• Exercise: Quote the records word for word, starting at their first line and stopping after the line that contains "pixel 168 247". Leave the pictures out of your answer.

[Excerpts from a point labeling dataset]
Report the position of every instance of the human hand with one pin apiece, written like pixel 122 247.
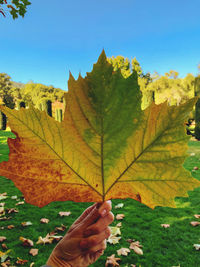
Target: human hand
pixel 85 241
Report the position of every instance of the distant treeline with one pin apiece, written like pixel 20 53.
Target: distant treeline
pixel 154 87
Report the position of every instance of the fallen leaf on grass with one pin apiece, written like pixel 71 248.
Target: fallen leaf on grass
pixel 120 216
pixel 12 210
pixel 2 211
pixel 112 261
pixel 194 223
pixel 21 261
pixel 26 242
pixel 123 251
pixel 33 251
pixel 4 255
pixel 197 246
pixel 45 240
pixel 6 263
pixel 61 228
pixel 72 150
pixel 2 238
pixel 44 220
pixel 26 224
pixel 64 213
pixel 11 226
pixel 5 218
pixel 113 239
pixel 4 246
pixel 13 197
pixel 120 205
pixel 136 247
pixel 115 230
pixel 3 196
pixel 164 225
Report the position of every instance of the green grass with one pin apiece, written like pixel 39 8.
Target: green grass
pixel 162 247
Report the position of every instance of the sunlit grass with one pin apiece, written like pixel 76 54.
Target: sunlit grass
pixel 168 247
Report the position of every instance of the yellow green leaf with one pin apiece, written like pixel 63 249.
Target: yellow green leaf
pixel 106 147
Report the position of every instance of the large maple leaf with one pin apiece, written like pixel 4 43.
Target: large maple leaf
pixel 106 147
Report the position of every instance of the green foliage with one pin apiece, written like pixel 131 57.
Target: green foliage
pixel 197 108
pixel 59 114
pixel 47 106
pixel 6 91
pixel 127 69
pixel 22 104
pixel 15 7
pixel 35 93
pixel 136 66
pixel 121 63
pixel 3 121
pixel 172 246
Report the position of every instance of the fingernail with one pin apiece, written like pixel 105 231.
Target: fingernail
pixel 83 243
pixel 103 212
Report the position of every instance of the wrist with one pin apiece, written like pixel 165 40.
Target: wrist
pixel 54 261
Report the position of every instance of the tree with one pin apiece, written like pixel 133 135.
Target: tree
pixel 5 90
pixel 121 63
pixel 127 69
pixel 15 7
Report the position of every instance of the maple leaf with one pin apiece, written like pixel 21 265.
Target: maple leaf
pixel 2 238
pixel 118 206
pixel 195 223
pixel 112 261
pixel 60 228
pixel 106 147
pixel 113 239
pixel 21 261
pixel 197 246
pixel 33 251
pixel 24 224
pixel 64 213
pixel 123 251
pixel 44 220
pixel 11 226
pixel 2 211
pixel 26 242
pixel 120 216
pixel 136 247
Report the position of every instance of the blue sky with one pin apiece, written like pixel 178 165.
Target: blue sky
pixel 56 37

• Answer in full:
Report the position of every instance of the human hand with one pin apiece, written like pixel 122 247.
Target: human hand
pixel 85 241
Report the position of every instance of the distant treeline with one pin apiece, written like pixel 20 53.
Target: distant treeline
pixel 154 87
Report the position of every instance of the fallen leaf on grass with one pin apiece, written like pixel 71 248.
Target: fallen leaf on grass
pixel 120 216
pixel 12 210
pixel 2 211
pixel 112 261
pixel 194 223
pixel 21 261
pixel 26 242
pixel 123 251
pixel 33 251
pixel 4 255
pixel 197 246
pixel 45 240
pixel 6 263
pixel 61 228
pixel 72 150
pixel 2 238
pixel 44 220
pixel 26 224
pixel 64 213
pixel 11 226
pixel 5 218
pixel 113 239
pixel 4 246
pixel 13 197
pixel 120 205
pixel 136 247
pixel 115 230
pixel 3 196
pixel 164 225
Report the position of every instance of the green grass with one pin apiece, written like pixel 39 8.
Target: green grass
pixel 162 247
Report the position of every instance of the sunlit grass with one pin apiece, written like pixel 76 54.
Target: sunlit grass
pixel 168 247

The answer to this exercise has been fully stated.